> _WORK ORDER_:
In the data that follows, find the line containing "point(86, 457)"; then quote that line and every line after it, exactly, through the last one.

(Records from a data source)
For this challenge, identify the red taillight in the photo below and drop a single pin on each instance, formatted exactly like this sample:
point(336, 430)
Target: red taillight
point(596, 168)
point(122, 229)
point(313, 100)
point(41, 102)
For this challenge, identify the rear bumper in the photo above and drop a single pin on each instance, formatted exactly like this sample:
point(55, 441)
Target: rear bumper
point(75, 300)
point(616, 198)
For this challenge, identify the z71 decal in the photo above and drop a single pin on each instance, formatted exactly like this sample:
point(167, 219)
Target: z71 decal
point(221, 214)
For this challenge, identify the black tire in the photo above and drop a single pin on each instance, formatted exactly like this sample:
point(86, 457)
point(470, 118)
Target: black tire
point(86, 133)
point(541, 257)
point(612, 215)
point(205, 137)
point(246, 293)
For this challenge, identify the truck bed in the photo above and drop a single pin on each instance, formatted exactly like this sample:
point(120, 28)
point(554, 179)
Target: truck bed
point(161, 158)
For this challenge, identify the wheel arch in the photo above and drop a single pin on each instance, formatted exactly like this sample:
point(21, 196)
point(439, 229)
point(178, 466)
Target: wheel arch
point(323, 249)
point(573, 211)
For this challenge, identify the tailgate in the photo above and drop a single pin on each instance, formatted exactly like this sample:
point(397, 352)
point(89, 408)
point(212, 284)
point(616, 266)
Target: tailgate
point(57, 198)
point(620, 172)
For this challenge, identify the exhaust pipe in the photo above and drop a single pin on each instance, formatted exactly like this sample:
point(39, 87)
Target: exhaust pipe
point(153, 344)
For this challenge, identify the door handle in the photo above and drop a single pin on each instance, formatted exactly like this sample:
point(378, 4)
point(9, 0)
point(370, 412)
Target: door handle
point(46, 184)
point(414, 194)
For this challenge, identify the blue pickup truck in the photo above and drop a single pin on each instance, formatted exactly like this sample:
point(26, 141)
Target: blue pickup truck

> _OUTPUT OF THE EXERCISE_:
point(86, 457)
point(470, 118)
Target: black tire
point(86, 133)
point(541, 257)
point(612, 215)
point(205, 137)
point(246, 293)
For this challenge, identify the truck bed in the photo above and drop a single pin on each instance, formatted exactly like this sample:
point(120, 28)
point(554, 179)
Target: truck bed
point(161, 158)
For this challenge, identify the wheel arch in the photo above and drop a single pin on each instance, formatted exactly like this sample:
point(21, 196)
point(439, 229)
point(178, 466)
Target: wheel arch
point(323, 249)
point(573, 211)
For this challenge, identify the tailgate in the photo above and drop a single pin on each instance, formatted exactly like this sample:
point(397, 352)
point(89, 408)
point(212, 284)
point(616, 266)
Target: tailgate
point(57, 198)
point(620, 172)
For this challenge, identify the exhaust pipe in the photo above and drop a single pin on each instance, formatted exactly like this sample:
point(39, 87)
Target: exhaust pipe
point(153, 344)
For this challenge, identify the door handle in the photo above and drop a single pin on each instance, formatted exactly like this sample:
point(378, 4)
point(9, 0)
point(370, 412)
Target: door handle
point(46, 184)
point(414, 194)
For this challenge, identify the blue pickup truck in the photo above and drop a single pin on each instance, formatted exactly like this sample:
point(26, 141)
Target: blue pickup truck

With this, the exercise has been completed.